# Extract to read:
━━━━━━━━━━━━━━━━━━━━━━━━━━━━━━

# Hardware Implementation of Motion Estimation Technology Using High Level Synthesis and Investigations into Techniques for Improvements

Shota Nagai, Takashi Kambe<sup>†</sup>, Gen Fujita<sup>‡</sup> Graduate School of Science and Engineering, Kindai University 3-4-1 Kowakae, Higashi-Osaka City, Osaka, Japan <sup>†</sup>Depart. of Electric and Electronic Engineering, Kindai University <sup>‡</sup>Faculty of Information and Communication Engineering, Osaka Electro-Communication University, Osaka, Japan

Abstract— Due to the trend to increasingly large screen sizes and resolutions, the volume of data required by recent video images is enormous. Video coding technology improves every year, but a pressing issue is that processing times are also increasing. With this as a motivation, the current study targeted the motion estimation technology that is a key part of the H.264/AVC (Advanced Video Coding) standard, implemented it as hardware using high-level synthesis technology, and investigated improvements. An EPZS (Enhanced Predictive Zonal Search) algorithm was implemented instead of a Full Search algorithm, and the results evaluated to understand the effectiveness of the high-level synthesis technology and of the speedup techniques that were adopted.

━━━━━━━━━━━━━━━━━━━━━━━━━━━━━━

# To-do list:
[1] Answer these questions using the abstract above:
(a) Motion estimation is a key part of which video coding standard?
(b) Which algorithm was implemented in place of a Full Search algorithm?
(c) What pressing issue comes with the yearly improvements in video coding?
[2] Shorten the paragraph in the abstract that begins "Abstract— Due to the trend", keeping its main facts.
[3] Reproduce everything in the abstract from "Abstract— Due to" down to "that were adopted.".

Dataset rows
━━━━━━━━━━━━━━━━━━━━━━━━━━━━━━

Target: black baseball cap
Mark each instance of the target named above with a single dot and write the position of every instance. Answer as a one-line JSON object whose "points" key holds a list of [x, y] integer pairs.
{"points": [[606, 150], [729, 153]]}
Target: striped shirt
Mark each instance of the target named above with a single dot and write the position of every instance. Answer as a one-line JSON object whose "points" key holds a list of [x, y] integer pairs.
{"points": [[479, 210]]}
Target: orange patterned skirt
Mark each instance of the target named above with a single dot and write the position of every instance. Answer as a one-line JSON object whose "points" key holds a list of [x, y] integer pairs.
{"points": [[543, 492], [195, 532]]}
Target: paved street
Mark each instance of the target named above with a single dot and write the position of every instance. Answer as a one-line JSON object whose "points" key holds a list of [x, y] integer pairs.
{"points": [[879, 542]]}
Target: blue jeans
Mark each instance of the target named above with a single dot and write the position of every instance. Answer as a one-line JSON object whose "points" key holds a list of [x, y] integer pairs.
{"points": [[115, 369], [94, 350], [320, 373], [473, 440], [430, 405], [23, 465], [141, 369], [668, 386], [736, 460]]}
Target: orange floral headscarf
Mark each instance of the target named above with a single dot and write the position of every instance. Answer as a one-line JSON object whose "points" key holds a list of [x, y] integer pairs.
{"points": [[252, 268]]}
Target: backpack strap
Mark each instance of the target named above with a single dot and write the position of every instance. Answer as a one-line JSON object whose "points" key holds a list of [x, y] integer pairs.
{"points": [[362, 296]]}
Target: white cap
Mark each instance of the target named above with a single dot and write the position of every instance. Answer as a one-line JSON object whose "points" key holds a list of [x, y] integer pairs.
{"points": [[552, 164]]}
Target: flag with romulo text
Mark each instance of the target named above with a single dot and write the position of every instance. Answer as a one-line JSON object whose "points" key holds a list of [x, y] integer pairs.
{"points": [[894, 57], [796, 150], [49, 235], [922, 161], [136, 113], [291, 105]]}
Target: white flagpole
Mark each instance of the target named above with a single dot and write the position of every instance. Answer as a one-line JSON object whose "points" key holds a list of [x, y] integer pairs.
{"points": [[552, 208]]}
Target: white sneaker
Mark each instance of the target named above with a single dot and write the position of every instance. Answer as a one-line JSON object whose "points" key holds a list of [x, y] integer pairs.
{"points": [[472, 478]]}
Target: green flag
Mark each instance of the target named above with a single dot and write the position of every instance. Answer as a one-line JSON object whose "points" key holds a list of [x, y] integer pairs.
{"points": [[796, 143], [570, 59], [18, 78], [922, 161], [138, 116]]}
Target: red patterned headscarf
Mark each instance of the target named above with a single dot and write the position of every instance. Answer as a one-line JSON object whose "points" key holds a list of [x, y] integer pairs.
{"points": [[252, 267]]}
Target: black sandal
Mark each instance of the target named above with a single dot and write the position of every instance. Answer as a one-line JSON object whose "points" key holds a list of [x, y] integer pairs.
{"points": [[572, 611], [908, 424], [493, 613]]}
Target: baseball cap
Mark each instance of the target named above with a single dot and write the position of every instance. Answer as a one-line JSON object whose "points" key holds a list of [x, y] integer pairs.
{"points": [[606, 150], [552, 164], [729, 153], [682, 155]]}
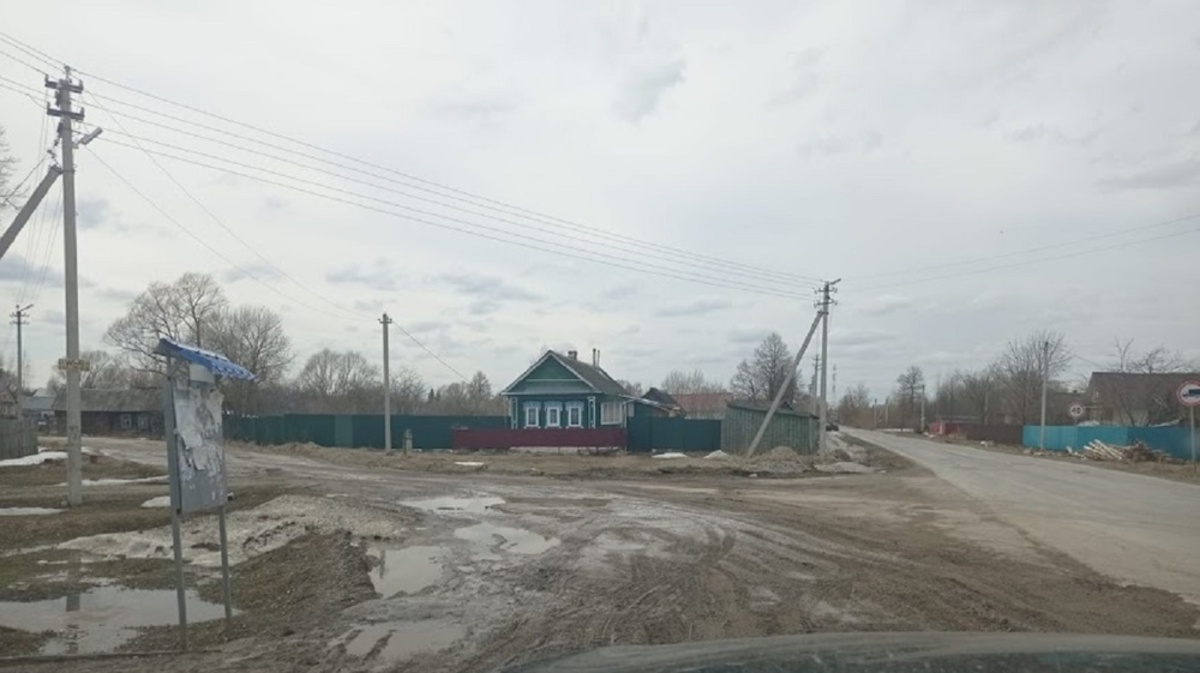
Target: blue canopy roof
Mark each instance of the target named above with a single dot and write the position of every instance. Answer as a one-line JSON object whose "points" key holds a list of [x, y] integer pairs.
{"points": [[215, 362]]}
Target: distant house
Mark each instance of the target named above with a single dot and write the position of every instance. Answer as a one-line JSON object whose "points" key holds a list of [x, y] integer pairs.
{"points": [[39, 409], [657, 403], [703, 404], [1137, 400], [562, 391], [114, 412]]}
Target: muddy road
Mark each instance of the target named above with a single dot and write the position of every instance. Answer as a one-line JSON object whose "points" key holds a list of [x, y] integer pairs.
{"points": [[352, 564]]}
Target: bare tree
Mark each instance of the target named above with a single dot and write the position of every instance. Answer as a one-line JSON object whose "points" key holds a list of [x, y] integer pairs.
{"points": [[633, 389], [910, 391], [1146, 396], [7, 191], [340, 383], [762, 374], [253, 337], [1043, 353], [855, 408], [689, 383], [185, 310], [407, 390]]}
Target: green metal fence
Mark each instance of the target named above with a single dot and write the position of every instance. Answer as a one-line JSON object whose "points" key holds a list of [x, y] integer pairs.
{"points": [[352, 431], [648, 433]]}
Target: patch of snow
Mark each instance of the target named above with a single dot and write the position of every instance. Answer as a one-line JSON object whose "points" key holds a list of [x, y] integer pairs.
{"points": [[160, 502], [28, 511], [34, 460], [845, 468]]}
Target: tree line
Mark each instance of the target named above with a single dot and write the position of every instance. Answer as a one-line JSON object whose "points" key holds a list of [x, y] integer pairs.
{"points": [[195, 308]]}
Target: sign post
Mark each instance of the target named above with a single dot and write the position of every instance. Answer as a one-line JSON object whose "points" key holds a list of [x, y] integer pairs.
{"points": [[195, 452], [1189, 396], [1077, 410]]}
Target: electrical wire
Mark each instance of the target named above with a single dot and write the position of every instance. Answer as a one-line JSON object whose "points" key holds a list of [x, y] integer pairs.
{"points": [[30, 50], [1038, 260], [623, 245], [562, 251], [1122, 232], [234, 265], [445, 191]]}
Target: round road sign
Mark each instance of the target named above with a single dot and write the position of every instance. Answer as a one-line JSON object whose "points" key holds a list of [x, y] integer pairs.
{"points": [[1189, 394]]}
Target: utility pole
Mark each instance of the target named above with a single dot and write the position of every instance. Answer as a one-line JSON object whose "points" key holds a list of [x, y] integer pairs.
{"points": [[22, 312], [923, 408], [1045, 374], [827, 289], [387, 386], [72, 365]]}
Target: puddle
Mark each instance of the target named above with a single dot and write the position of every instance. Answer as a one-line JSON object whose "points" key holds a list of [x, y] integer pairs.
{"points": [[103, 618], [478, 504], [28, 511], [405, 638], [490, 538], [405, 570]]}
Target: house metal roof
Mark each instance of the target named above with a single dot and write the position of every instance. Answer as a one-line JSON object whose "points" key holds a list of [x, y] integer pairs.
{"points": [[597, 378]]}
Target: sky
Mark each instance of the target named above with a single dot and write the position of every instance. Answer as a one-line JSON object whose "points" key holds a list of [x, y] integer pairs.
{"points": [[667, 180]]}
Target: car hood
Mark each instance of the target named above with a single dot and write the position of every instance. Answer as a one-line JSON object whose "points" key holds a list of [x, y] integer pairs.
{"points": [[893, 653]]}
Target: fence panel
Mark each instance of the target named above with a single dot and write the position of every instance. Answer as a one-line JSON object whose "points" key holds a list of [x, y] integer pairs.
{"points": [[649, 433]]}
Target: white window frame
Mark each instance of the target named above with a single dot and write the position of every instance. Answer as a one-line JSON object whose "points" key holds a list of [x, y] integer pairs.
{"points": [[557, 416], [577, 407], [611, 413]]}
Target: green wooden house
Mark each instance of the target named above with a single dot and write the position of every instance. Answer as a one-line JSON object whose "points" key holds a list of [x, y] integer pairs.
{"points": [[562, 391]]}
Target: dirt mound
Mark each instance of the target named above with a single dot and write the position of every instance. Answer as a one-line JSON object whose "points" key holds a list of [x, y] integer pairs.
{"points": [[783, 454]]}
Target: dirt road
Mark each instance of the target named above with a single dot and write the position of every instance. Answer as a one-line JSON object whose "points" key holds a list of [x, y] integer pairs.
{"points": [[478, 571], [1137, 529]]}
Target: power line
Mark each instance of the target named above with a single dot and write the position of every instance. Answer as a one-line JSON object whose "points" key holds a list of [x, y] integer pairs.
{"points": [[475, 199], [29, 49], [234, 265], [628, 245], [702, 272], [623, 246], [562, 251], [1027, 262], [1038, 248]]}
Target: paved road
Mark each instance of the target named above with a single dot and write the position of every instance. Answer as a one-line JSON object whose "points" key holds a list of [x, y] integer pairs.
{"points": [[1138, 529]]}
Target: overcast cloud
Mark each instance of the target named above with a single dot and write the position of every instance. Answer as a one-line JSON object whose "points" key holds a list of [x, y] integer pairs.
{"points": [[972, 170]]}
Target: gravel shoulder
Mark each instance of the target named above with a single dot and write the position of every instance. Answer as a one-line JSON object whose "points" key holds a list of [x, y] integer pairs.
{"points": [[501, 568]]}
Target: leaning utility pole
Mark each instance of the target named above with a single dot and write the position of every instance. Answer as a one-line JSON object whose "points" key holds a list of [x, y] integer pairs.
{"points": [[1045, 374], [387, 386], [787, 383], [19, 320], [827, 289], [72, 365]]}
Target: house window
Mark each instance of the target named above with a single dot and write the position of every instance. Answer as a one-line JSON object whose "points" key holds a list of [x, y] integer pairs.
{"points": [[611, 413], [575, 414]]}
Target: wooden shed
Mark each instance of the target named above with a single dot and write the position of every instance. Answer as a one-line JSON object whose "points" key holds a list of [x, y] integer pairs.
{"points": [[787, 427]]}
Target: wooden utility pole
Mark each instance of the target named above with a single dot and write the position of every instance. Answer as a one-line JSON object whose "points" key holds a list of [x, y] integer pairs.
{"points": [[787, 382], [72, 365], [19, 320], [387, 386], [827, 289]]}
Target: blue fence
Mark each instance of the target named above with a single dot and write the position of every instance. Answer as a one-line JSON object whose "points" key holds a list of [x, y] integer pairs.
{"points": [[1174, 440]]}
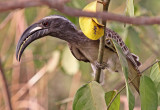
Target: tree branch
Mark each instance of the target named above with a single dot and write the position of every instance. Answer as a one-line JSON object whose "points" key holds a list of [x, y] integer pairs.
{"points": [[5, 90], [102, 43], [12, 5]]}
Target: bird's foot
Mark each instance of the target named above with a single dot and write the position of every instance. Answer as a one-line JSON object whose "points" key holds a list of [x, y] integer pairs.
{"points": [[103, 65]]}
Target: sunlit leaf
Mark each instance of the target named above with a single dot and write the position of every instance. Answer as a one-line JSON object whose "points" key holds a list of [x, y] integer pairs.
{"points": [[69, 63], [148, 94], [92, 27], [155, 76], [90, 97], [116, 103], [124, 64]]}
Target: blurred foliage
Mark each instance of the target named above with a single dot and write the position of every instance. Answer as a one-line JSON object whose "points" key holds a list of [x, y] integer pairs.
{"points": [[56, 86]]}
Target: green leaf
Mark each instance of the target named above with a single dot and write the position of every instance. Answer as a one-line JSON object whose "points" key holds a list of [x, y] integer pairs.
{"points": [[90, 97], [155, 76], [148, 94], [116, 103], [124, 64], [130, 8], [69, 63]]}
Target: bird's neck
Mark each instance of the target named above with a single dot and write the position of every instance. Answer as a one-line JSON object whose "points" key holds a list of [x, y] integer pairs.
{"points": [[71, 35]]}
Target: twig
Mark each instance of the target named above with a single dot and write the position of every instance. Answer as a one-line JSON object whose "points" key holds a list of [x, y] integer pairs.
{"points": [[5, 89], [149, 66], [121, 91], [101, 44], [12, 5]]}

━━━━━━━━━━━━━━━━━━━━━━━━━━━━━━

# Response list:
[1]
(a) H.264/AVC (Advanced Video Coding)
(b) EPZS (Enhanced Predictive Zonal Search)
(c) Processing times are also increasing.

[2] Larger screens and higher resolutions mean recent video needs huge amounts of data, and although video coding keeps improving, processing times are rising too. The study therefore implemented H.264/AVC motion estimation as hardware through high-level synthesis. It used an EPZS algorithm instead of Full Search and evaluated how effective high-level synthesis and the chosen speedup techniques were.

[3]
Abstract— Due to the trend to increasingly large screen sizes and resolutions, the volume of data required by recent video images is enormous. Video coding technology improves every year, but a pressing issue is that processing times are also increasing. With this as a motivation, the current study targeted the motion estimation technology that is a key part of the H.264/AVC (Advanced Video Coding) standard, implemented it as hardware using high-level synthesis technology, and investigated improvements. An EPZS (Enhanced Predictive Zonal Search) algorithm was implemented instead of a Full Search algorithm, and the results evaluated to understand the effectiveness of the high-level synthesis technology and of the speedup techniques that were adopted.